• Document extract:
Note: iOS 9 + Facebook users w/ trouble scrolling: #super sorry# we hope to fix it asap. In the meantime Chrome Mobile is a reach around
hot  /  reviews  /  videos  /  cblogs  /  qposts

FIFA Street

Review: FIFA Street

5:00 PM on 04.13.2012 // Joseph Leray

The somewhat mythologized sub-genre called street soccer -- as presented by FIFA Street -- is hedonistic and excessive, with a strong tilt toward showboating and theatrics. It’s puzzling, then, that EA Sports decided to use Lionel Messi for the game’s cover art.

Messi is efficient and graceful; Street is abrasive and flamboyant. His natural talent was nurtured by, and continues to flourish at, FC Barcelona, which is one of the most group-oriented teams in the world. There’s no room for cocky individualism in the Nou Camp.

Messi is kind of quiet and goofy. If EA Canada wanted someone to fit into Street’s dubsteppy chav aesthetic, Wayne Rooney would have been ideal. For a cover athlete with the sheer audacity to pull off the stunts Street allows -- but without the marketing chops -- look no further than Mario Balotelli.

• Given task a:
Answer these questions about the FIFA Street review:
(i) Who wrote it?
(ii) At which club was Messi's natural talent nurtured?
(iii) Which player would have been ideal for Street's aesthetic?

(Object point labels)
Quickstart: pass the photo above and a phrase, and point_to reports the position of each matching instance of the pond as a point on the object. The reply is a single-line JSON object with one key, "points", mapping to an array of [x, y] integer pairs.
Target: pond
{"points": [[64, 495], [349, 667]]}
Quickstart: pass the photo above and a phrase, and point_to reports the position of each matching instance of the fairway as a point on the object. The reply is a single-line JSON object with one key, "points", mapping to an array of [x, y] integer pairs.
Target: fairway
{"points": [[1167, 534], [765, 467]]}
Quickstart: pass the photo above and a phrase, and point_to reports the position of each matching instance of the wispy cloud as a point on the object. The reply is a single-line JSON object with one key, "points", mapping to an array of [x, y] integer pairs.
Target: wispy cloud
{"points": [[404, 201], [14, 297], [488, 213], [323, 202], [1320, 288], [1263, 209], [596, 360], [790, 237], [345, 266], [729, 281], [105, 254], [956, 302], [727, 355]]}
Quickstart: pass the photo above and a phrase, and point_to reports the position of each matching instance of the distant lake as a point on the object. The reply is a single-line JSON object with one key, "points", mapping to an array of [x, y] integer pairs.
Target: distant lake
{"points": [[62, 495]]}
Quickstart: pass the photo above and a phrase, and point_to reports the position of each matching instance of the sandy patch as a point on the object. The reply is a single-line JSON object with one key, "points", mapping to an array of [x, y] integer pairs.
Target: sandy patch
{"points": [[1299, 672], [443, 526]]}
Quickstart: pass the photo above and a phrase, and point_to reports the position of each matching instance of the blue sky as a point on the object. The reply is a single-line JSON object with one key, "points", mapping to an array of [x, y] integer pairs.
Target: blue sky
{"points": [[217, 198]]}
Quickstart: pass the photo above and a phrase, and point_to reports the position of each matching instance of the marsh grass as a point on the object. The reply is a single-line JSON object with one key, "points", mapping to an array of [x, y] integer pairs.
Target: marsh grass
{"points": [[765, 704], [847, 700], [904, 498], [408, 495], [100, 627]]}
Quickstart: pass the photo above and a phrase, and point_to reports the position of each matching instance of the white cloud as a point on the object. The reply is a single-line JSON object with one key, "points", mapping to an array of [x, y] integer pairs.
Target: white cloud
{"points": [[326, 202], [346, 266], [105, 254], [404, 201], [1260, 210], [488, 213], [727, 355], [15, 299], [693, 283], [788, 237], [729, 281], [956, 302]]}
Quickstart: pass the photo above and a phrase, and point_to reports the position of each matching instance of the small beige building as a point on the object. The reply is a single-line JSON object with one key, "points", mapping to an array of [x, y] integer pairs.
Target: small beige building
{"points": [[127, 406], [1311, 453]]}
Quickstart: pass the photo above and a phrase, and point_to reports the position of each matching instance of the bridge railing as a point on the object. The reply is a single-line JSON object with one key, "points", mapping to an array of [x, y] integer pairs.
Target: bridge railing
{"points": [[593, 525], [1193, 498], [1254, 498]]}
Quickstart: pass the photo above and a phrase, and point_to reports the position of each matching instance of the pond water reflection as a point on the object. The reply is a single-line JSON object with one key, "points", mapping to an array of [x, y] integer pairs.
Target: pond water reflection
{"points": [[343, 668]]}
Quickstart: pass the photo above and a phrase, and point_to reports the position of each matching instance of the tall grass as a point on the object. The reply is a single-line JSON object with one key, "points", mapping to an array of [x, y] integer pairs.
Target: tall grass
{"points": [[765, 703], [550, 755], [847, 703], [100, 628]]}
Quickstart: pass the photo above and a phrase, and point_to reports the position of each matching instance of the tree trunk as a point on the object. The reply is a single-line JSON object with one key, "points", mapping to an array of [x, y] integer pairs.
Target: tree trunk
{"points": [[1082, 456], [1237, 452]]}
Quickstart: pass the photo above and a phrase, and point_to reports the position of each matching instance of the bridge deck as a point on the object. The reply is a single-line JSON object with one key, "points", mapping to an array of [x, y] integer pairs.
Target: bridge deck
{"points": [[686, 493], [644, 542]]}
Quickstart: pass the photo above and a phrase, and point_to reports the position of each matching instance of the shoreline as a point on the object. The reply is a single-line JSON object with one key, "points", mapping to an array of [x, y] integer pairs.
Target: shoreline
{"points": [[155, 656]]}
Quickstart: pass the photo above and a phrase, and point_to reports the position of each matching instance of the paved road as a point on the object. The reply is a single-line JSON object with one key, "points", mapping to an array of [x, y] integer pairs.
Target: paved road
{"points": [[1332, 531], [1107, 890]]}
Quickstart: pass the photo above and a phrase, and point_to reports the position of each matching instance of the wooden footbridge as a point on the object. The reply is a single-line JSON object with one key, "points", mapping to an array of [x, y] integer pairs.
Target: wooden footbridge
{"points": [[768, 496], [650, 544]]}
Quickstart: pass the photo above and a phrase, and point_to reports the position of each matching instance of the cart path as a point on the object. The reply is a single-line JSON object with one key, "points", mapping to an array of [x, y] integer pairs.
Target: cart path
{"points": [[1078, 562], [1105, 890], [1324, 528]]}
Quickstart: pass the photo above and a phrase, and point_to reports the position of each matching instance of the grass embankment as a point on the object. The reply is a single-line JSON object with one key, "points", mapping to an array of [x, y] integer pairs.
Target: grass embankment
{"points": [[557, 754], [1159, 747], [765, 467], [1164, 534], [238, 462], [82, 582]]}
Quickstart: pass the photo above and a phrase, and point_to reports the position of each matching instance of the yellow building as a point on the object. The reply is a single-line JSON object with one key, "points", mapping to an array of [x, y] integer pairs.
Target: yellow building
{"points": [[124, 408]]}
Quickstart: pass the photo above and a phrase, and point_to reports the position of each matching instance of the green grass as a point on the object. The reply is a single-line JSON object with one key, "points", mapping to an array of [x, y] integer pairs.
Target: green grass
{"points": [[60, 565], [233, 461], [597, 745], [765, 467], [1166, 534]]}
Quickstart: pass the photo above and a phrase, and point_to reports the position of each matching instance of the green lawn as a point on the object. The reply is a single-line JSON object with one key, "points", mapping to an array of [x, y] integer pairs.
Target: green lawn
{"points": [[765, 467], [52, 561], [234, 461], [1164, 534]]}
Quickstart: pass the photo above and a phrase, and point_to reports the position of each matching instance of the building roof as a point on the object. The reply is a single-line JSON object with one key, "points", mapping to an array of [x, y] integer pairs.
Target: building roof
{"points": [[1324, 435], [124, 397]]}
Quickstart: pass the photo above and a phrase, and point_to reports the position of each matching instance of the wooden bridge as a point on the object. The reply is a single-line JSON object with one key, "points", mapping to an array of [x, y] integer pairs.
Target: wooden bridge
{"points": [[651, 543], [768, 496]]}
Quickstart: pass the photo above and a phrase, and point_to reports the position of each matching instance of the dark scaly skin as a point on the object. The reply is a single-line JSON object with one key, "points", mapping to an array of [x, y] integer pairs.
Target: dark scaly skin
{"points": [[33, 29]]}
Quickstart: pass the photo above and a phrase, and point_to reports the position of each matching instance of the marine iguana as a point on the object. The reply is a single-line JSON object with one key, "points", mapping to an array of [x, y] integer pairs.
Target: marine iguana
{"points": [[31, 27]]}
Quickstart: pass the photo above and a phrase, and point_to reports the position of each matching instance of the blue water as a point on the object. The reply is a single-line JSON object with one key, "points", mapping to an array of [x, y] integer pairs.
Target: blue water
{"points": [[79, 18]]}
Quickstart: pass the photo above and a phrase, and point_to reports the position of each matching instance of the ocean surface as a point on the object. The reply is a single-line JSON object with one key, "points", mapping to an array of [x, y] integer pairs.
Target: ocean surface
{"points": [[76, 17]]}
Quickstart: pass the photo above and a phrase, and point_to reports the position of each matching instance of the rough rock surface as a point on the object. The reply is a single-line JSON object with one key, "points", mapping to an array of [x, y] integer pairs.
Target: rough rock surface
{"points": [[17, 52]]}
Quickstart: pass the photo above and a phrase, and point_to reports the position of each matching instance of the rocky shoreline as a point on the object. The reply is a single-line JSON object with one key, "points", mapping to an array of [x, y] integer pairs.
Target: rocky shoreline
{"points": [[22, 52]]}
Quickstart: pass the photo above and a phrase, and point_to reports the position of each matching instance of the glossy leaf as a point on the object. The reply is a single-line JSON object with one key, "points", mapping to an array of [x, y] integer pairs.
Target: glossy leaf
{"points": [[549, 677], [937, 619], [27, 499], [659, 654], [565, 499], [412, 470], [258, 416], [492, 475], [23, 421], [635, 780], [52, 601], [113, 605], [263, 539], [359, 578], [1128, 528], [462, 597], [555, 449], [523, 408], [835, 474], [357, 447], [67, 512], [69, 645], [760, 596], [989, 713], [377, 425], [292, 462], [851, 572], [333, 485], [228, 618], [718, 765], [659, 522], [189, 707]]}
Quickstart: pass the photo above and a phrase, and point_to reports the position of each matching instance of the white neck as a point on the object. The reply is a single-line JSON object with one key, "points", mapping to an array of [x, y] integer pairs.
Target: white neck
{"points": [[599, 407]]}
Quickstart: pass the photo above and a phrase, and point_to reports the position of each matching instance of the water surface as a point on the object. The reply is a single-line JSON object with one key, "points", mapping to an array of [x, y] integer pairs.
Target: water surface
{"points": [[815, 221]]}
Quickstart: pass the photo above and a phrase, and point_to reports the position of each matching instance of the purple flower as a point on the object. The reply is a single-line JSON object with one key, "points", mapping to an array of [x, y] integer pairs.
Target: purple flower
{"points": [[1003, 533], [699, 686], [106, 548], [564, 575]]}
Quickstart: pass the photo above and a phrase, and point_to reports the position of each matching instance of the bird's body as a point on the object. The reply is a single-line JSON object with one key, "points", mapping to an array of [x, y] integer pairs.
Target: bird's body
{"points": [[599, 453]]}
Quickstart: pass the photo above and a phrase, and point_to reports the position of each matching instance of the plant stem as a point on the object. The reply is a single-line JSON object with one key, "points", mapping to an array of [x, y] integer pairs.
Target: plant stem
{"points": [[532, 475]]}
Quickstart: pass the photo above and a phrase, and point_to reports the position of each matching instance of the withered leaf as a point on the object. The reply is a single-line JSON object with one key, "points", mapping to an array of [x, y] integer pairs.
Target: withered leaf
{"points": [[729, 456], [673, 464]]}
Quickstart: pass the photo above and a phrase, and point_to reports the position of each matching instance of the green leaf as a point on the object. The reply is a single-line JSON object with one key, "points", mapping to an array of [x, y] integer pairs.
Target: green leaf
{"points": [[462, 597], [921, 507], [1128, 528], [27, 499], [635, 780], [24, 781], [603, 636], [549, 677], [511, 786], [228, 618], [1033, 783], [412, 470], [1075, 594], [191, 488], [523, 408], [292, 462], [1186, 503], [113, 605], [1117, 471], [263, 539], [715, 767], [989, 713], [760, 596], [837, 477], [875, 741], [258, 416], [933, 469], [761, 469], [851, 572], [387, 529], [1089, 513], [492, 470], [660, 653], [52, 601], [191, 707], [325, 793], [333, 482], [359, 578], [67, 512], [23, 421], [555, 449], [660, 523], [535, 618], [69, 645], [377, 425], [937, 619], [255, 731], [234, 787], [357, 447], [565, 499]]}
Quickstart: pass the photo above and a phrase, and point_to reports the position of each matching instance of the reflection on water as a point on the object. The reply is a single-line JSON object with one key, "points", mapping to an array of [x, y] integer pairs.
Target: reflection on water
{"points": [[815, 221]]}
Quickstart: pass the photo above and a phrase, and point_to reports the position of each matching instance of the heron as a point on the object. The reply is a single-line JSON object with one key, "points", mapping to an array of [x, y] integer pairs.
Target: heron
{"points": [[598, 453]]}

• Given task b: In the entries, change "glossy leaf" to "waxy leaf" in the lines starting at the one containing "of the glossy" and ending at the one containing "Target: glossy leaf". Return only those lines, with nothing else altered.

• Exercise response a:
(i) Joseph Leray
(ii) FC Barcelona
(iii) Wayne Rooney

• Exercise response b:
Quickstart: pass the photo above and a phrase, and point_to reports the position of each matching instance of the waxy leaf as a point on the object. The reply is a single-line JSON object with one key, "points", mapping to an array of [x, y] integer pairs.
Target: waxy leaf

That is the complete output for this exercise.